◆ What you will do ◆
In the listing that follows, how many lines contain the string "trace"? Provide only the number.

◆ Input data ◆

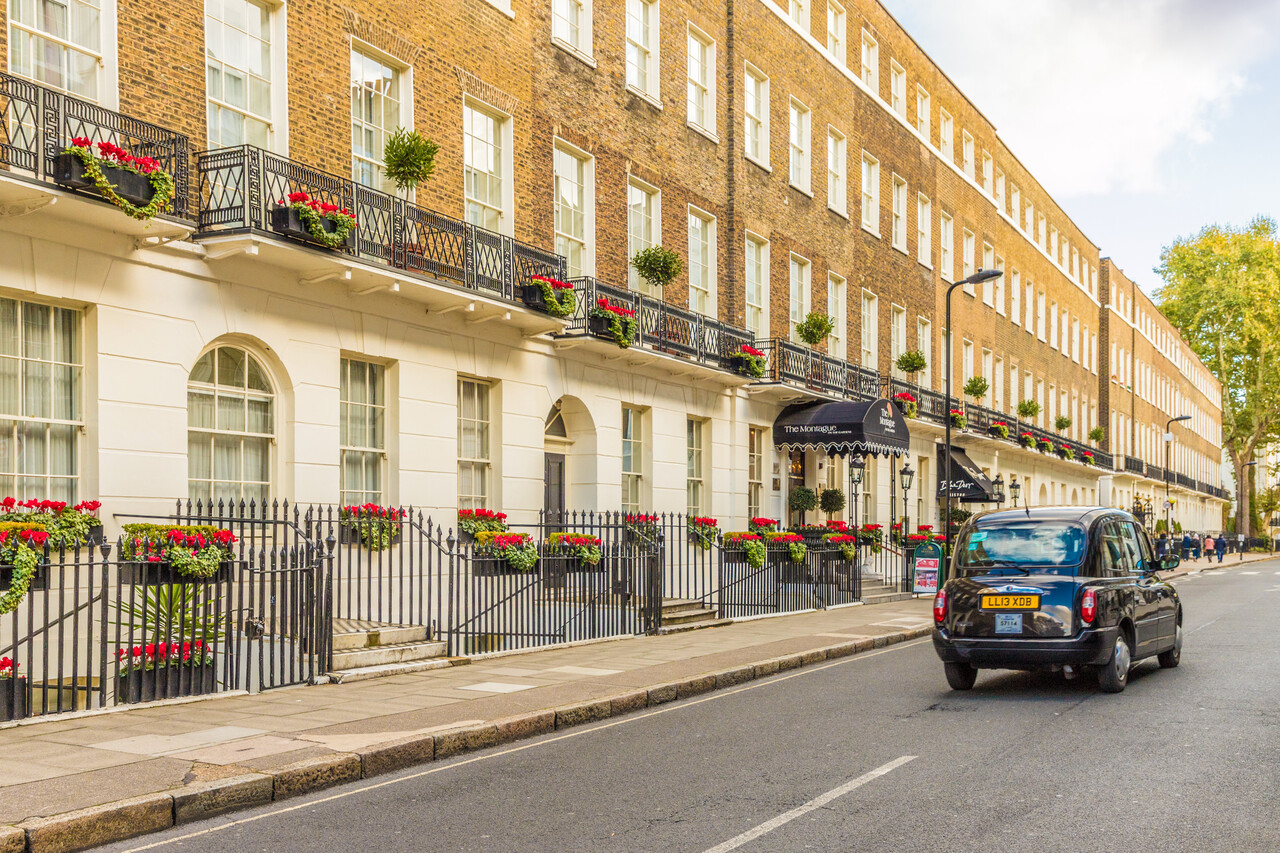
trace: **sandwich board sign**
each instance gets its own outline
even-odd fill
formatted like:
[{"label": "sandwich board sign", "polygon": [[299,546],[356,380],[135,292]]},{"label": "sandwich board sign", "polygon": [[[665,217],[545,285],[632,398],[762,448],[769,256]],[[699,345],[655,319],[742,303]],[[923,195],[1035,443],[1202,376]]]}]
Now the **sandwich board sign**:
[{"label": "sandwich board sign", "polygon": [[938,591],[938,579],[942,574],[942,546],[937,542],[917,545],[912,556],[911,591],[933,595]]}]

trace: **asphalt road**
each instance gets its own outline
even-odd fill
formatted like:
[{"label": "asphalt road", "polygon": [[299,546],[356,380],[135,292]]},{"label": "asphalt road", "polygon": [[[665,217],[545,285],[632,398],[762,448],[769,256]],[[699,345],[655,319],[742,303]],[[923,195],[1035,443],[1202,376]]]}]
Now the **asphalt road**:
[{"label": "asphalt road", "polygon": [[922,640],[104,849],[1274,853],[1280,561],[1178,586],[1119,695]]}]

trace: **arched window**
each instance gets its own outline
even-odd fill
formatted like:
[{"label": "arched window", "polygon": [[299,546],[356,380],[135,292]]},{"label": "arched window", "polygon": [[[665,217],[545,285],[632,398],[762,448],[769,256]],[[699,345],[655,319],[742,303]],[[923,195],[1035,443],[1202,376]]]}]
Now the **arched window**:
[{"label": "arched window", "polygon": [[265,501],[271,491],[275,394],[262,364],[223,346],[187,382],[187,489],[192,500]]}]

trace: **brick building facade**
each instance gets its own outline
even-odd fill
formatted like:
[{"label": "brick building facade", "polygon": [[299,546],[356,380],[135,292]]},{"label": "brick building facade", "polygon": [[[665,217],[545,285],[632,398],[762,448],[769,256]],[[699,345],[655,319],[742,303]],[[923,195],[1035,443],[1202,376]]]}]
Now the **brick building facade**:
[{"label": "brick building facade", "polygon": [[[121,511],[269,495],[530,517],[552,502],[555,464],[570,508],[689,510],[741,527],[785,515],[789,485],[845,482],[842,460],[773,449],[782,408],[936,398],[943,294],[999,268],[955,294],[954,396],[985,377],[987,394],[962,401],[970,421],[1006,421],[1015,441],[983,426],[958,443],[1028,501],[1128,506],[1150,491],[1109,456],[1121,453],[1117,423],[1139,435],[1159,417],[1108,381],[1108,334],[1123,325],[1104,307],[1113,268],[878,3],[450,0],[423,14],[403,0],[205,0],[202,15],[71,0],[71,29],[0,6],[11,79],[161,125],[192,151],[231,152],[193,159],[189,209],[150,232],[3,179],[3,203],[34,211],[0,223],[7,298],[72,312],[83,352],[75,417],[12,412],[15,436],[74,427],[73,461],[22,460],[15,443],[0,471],[14,488],[57,485]],[[376,192],[389,189],[382,140],[399,126],[440,145],[407,206]],[[251,201],[304,187],[354,199],[353,251],[287,241],[265,225],[275,199]],[[653,244],[685,272],[663,294],[631,296],[645,285],[628,258]],[[465,257],[442,260],[446,245]],[[641,344],[619,352],[582,334],[585,317],[566,327],[519,305],[512,270],[536,250],[558,253],[552,266],[584,298],[634,298]],[[810,310],[835,319],[813,350],[794,339]],[[1124,329],[1127,351],[1202,411],[1172,467],[1199,507],[1184,523],[1216,527],[1217,391],[1194,359],[1140,353]],[[734,373],[727,341],[754,341],[768,374]],[[189,395],[232,393],[202,372],[219,348],[266,376],[237,392],[269,407],[255,429],[192,414]],[[928,364],[914,377],[894,366],[908,350]],[[1041,411],[1020,422],[1024,400]],[[354,411],[373,413],[376,441],[339,422]],[[946,413],[933,415],[911,422],[916,519],[936,513]],[[1101,443],[1089,438],[1098,426]],[[1075,458],[1019,446],[1023,430]],[[206,439],[213,450],[197,450]],[[1086,450],[1099,464],[1082,464]],[[867,520],[899,512],[898,464],[873,461]]]}]

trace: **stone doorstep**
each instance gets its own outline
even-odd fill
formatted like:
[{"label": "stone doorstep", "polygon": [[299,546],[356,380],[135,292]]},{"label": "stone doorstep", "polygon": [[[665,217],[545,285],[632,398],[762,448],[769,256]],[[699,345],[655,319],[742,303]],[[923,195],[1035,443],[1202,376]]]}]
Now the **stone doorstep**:
[{"label": "stone doorstep", "polygon": [[769,658],[753,664],[682,678],[647,689],[531,711],[478,725],[460,726],[374,744],[355,752],[335,752],[278,767],[37,818],[16,827],[0,826],[0,853],[72,853],[231,811],[266,805],[335,785],[488,749],[560,729],[620,717],[767,678],[803,666],[837,660],[872,649],[926,637],[917,628]]}]

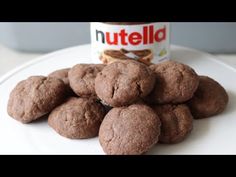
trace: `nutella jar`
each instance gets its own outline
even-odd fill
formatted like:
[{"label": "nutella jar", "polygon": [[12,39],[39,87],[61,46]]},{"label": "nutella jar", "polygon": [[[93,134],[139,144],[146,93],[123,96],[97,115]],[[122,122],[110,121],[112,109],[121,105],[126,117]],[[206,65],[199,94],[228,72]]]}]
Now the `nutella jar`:
[{"label": "nutella jar", "polygon": [[170,25],[164,22],[92,22],[95,63],[137,60],[147,65],[170,56]]}]

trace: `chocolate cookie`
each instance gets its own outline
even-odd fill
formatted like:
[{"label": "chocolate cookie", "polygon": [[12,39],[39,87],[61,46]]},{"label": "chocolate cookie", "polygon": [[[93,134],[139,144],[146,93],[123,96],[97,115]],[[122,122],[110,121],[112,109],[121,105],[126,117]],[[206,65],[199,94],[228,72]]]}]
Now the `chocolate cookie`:
[{"label": "chocolate cookie", "polygon": [[187,65],[166,61],[150,68],[156,73],[155,88],[146,98],[150,103],[182,103],[191,99],[198,87],[198,75]]},{"label": "chocolate cookie", "polygon": [[153,109],[161,120],[160,143],[181,142],[191,132],[193,117],[186,105],[156,105]]},{"label": "chocolate cookie", "polygon": [[62,80],[32,76],[16,85],[10,94],[7,111],[14,119],[29,123],[52,111],[64,101],[66,86]]},{"label": "chocolate cookie", "polygon": [[104,116],[104,107],[95,99],[71,97],[51,112],[48,124],[70,139],[92,138],[98,135]]},{"label": "chocolate cookie", "polygon": [[110,155],[138,155],[158,142],[160,120],[148,106],[113,108],[99,130],[99,142]]},{"label": "chocolate cookie", "polygon": [[73,91],[80,97],[96,96],[94,80],[102,71],[103,64],[78,64],[69,71],[69,82]]},{"label": "chocolate cookie", "polygon": [[98,97],[112,107],[125,106],[147,96],[155,76],[149,67],[136,61],[116,61],[95,79]]},{"label": "chocolate cookie", "polygon": [[194,97],[188,106],[195,119],[207,118],[224,111],[229,101],[225,89],[215,80],[200,76],[200,82]]},{"label": "chocolate cookie", "polygon": [[70,88],[70,83],[69,83],[69,79],[68,79],[69,70],[70,70],[70,68],[56,70],[56,71],[50,73],[48,75],[48,77],[55,77],[55,78],[61,79],[64,82],[64,84],[67,86],[68,95],[72,96],[75,94],[74,94],[73,90]]},{"label": "chocolate cookie", "polygon": [[48,77],[55,77],[61,79],[66,85],[69,85],[68,72],[70,68],[59,69],[48,75]]}]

◆ Your solution ◆
7